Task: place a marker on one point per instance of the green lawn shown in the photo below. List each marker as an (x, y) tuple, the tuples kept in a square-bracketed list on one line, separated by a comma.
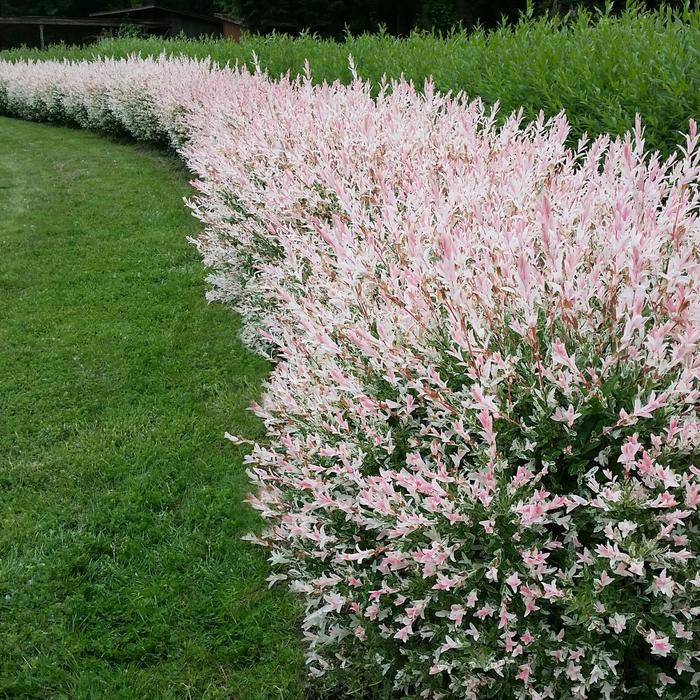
[(122, 571)]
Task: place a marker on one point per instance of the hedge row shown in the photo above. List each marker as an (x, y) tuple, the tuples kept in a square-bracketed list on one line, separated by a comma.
[(602, 69), (482, 465)]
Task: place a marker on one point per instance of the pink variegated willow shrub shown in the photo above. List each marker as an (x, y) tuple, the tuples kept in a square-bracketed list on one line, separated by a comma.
[(482, 470)]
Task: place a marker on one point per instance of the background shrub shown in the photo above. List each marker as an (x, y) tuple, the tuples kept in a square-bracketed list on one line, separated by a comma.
[(601, 69)]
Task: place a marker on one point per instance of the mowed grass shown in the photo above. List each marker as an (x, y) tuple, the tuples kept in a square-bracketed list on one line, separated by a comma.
[(122, 571)]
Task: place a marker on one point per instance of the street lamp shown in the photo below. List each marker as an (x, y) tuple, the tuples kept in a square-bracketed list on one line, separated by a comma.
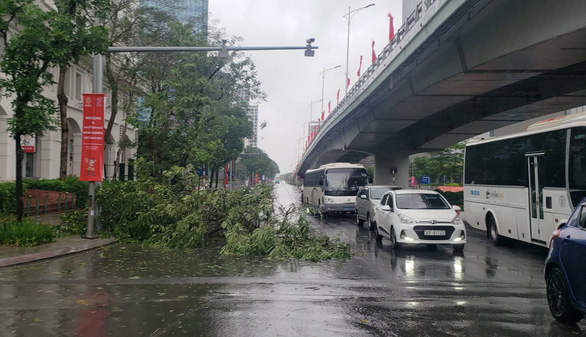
[(348, 17), (323, 79)]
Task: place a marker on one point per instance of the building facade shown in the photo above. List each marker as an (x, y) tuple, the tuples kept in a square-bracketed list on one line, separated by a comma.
[(44, 161)]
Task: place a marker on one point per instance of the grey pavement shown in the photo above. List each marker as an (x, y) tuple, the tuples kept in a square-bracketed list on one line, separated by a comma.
[(62, 246), (126, 289)]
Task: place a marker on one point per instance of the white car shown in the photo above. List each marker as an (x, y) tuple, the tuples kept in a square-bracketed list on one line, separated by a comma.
[(367, 199), (419, 217)]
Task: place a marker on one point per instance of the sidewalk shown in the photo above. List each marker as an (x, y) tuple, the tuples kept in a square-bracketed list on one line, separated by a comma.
[(62, 246)]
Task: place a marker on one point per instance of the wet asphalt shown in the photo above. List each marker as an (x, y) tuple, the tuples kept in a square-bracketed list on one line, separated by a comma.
[(127, 290)]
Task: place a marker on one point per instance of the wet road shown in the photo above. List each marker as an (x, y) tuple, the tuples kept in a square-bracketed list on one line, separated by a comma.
[(134, 291)]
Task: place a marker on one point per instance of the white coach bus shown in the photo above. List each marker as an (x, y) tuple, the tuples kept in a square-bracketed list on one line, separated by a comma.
[(523, 186), (333, 187)]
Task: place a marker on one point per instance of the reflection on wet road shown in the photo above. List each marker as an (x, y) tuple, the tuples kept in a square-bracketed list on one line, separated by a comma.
[(134, 291)]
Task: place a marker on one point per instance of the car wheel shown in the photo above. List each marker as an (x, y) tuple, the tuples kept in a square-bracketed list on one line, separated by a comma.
[(558, 298), (394, 242), (379, 237), (371, 224), (493, 232), (458, 248), (359, 221)]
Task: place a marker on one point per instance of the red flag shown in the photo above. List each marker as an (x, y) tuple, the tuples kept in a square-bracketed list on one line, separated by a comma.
[(92, 142), (391, 29)]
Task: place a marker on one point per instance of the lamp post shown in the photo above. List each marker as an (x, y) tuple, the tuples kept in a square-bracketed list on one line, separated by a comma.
[(323, 79), (348, 17)]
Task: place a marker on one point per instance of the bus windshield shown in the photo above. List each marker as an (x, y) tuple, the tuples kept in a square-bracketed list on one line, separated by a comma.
[(344, 181)]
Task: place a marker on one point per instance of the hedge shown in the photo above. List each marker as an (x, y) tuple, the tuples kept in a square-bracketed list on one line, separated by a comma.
[(71, 185)]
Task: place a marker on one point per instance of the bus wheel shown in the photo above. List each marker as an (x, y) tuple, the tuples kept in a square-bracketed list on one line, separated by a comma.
[(494, 233), (371, 224)]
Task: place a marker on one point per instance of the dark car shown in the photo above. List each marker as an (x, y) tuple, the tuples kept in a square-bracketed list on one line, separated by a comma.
[(565, 270)]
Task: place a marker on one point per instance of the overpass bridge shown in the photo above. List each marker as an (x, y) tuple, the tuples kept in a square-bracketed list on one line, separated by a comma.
[(456, 69)]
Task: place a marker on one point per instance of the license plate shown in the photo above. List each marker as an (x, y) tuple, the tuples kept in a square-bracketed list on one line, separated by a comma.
[(434, 233)]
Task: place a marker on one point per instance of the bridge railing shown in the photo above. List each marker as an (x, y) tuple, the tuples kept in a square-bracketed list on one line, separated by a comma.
[(357, 88)]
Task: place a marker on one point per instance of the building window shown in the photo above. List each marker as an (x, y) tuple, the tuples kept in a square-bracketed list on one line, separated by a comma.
[(78, 86)]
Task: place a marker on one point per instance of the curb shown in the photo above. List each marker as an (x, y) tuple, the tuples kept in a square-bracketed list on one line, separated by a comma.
[(14, 260)]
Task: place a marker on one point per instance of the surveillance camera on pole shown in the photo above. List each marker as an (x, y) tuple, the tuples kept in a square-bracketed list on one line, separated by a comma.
[(309, 49)]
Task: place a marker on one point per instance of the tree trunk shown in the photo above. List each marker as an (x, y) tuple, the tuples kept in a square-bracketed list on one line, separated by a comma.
[(217, 174), (19, 158), (113, 84), (63, 100)]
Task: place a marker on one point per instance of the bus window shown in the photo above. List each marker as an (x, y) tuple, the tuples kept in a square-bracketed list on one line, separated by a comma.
[(577, 169)]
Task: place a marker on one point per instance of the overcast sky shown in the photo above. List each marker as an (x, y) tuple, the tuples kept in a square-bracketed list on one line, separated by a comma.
[(291, 80)]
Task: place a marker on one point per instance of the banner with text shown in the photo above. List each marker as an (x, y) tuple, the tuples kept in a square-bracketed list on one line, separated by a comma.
[(92, 144)]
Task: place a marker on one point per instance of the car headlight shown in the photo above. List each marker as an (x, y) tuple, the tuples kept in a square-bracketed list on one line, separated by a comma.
[(405, 219)]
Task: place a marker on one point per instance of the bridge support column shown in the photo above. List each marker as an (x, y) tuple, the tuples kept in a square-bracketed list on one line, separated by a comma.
[(383, 167)]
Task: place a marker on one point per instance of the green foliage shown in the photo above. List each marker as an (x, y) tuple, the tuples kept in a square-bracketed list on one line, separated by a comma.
[(190, 115), (71, 185), (7, 195), (286, 238), (177, 214), (74, 222), (25, 234), (447, 163)]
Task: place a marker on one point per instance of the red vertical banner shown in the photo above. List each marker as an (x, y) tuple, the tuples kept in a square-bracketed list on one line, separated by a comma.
[(225, 175), (391, 28), (92, 143)]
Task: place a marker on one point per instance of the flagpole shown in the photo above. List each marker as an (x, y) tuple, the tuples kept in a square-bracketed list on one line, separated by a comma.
[(348, 18), (323, 80)]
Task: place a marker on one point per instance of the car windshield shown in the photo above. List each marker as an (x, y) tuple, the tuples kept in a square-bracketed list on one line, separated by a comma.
[(377, 193), (421, 201)]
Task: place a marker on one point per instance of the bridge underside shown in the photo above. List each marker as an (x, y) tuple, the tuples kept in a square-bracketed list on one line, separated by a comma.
[(489, 64)]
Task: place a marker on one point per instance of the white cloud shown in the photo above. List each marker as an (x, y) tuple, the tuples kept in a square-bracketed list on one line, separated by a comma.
[(291, 80)]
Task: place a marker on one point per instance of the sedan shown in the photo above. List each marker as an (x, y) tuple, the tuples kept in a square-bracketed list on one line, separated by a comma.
[(564, 268), (367, 199), (419, 217)]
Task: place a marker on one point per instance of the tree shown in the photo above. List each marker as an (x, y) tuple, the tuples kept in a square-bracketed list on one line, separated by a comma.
[(192, 115), (257, 161), (78, 33), (28, 54), (447, 163)]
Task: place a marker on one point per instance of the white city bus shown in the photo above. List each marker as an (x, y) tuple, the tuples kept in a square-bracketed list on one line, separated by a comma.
[(333, 187), (523, 186)]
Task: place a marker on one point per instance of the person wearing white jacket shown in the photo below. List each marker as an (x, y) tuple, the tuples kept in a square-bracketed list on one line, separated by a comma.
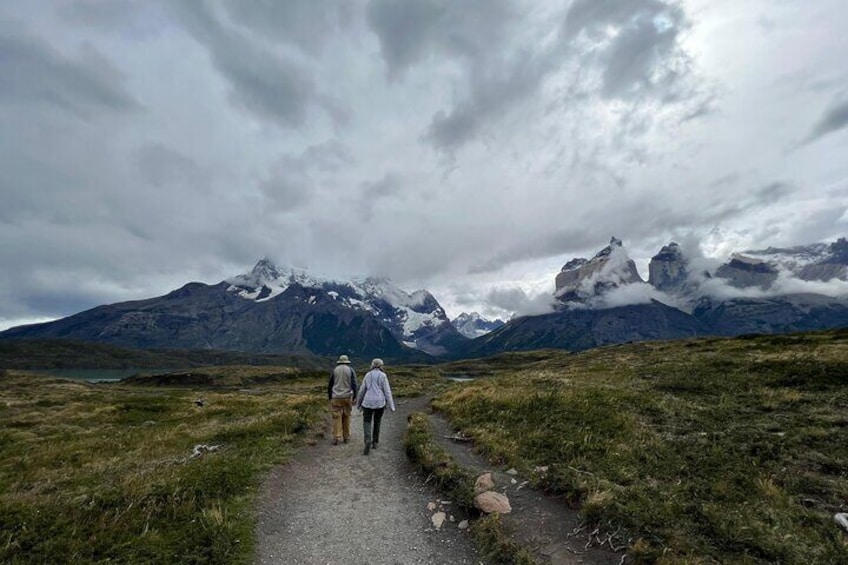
[(375, 395)]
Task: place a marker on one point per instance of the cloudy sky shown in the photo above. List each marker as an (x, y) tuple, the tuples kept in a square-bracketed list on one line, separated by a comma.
[(470, 147)]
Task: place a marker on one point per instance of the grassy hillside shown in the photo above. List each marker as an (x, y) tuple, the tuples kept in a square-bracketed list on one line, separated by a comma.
[(98, 473), (709, 450), (106, 473)]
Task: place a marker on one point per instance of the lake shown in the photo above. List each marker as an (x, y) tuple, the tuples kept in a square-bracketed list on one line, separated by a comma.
[(100, 375)]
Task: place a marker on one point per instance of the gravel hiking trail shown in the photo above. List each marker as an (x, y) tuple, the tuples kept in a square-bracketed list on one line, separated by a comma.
[(332, 504)]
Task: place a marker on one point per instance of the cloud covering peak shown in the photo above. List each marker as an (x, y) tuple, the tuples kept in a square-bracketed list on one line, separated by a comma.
[(469, 147)]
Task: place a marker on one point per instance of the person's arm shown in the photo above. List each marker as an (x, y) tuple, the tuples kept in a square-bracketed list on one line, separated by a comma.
[(362, 390), (387, 390)]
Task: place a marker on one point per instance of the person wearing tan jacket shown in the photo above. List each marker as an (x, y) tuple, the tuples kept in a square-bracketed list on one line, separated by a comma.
[(341, 390)]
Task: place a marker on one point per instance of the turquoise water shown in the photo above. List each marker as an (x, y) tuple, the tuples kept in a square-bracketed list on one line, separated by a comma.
[(99, 375)]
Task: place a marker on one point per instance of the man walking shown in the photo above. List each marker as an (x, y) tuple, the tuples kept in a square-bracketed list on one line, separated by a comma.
[(341, 391)]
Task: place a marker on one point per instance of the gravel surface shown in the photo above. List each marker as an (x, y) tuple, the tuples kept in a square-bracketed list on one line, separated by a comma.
[(332, 504)]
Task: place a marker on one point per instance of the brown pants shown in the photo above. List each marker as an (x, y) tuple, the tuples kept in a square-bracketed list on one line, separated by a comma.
[(341, 408)]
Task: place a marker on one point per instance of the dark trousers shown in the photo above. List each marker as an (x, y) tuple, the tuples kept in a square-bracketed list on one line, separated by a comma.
[(369, 414)]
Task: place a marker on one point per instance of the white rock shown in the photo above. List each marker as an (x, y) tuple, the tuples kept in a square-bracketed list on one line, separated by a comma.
[(491, 501), (842, 520), (484, 482)]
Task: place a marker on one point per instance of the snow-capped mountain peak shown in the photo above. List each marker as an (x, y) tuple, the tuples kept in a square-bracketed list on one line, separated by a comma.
[(415, 319), (473, 325)]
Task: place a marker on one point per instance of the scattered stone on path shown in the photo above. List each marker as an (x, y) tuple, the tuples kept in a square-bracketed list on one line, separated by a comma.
[(842, 520), (490, 502), (483, 483)]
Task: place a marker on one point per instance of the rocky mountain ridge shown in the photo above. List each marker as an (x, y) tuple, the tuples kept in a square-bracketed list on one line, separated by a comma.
[(598, 301), (473, 325), (603, 300)]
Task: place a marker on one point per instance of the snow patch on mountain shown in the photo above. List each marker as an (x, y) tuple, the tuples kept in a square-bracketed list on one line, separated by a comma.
[(412, 317), (474, 325)]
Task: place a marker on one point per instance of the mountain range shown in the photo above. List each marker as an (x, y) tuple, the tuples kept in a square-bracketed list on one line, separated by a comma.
[(597, 301)]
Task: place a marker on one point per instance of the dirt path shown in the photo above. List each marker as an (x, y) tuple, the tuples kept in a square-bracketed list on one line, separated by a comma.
[(332, 504)]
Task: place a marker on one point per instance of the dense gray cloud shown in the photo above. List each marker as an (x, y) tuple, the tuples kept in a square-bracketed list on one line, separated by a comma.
[(306, 23), (270, 84), (35, 73), (834, 119), (471, 147)]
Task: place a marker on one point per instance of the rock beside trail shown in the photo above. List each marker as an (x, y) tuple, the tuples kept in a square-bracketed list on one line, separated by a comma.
[(842, 520), (483, 483), (491, 501)]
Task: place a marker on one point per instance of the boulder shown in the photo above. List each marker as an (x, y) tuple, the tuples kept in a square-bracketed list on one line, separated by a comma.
[(484, 482), (491, 501)]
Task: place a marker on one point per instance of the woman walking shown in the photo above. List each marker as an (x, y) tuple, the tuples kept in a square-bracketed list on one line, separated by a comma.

====================

**What is asked:**
Quote word for word the entries above, beginning at the line that contains "the car wheel" and stopping after the line that contains "[(71, 185)]".

**Expected answer:**
Task: place a marker on one point per instance of the car wheel shown in the photo above. List each marker as an (x, y) tuple, the tuples kept in a square-bracketed list on one line, separated by a comma.
[(558, 298), (394, 242), (379, 237), (371, 224), (493, 232), (458, 248), (359, 221)]
Task: place a marker on one point per instance of the red flag shown in the photo above. List each marker as an (x, y) tuple, the tuples kept in a square-bracketed list on one line, separated by a comma.
[(92, 142), (391, 29)]
Task: place a marker on one point per instance of the lamp post shown in the photo above. List each marker as an (x, y) tuple, the tuples kept in a square-bracketed list on one line, separated by a comma.
[(323, 79), (348, 17)]
Task: place a marker on one point per instance of the bus windshield shown in the photo above. List each marker as an (x, y) tuple, the tuples kept in a square-bracketed list on one line, separated by a comma.
[(344, 181)]
Task: place a marker on one point per instance of the hedge shown in the photo above. List each marker as an (x, y) tuple, the tuples kept in a square-bracketed list on one line, separated by a comma.
[(71, 185)]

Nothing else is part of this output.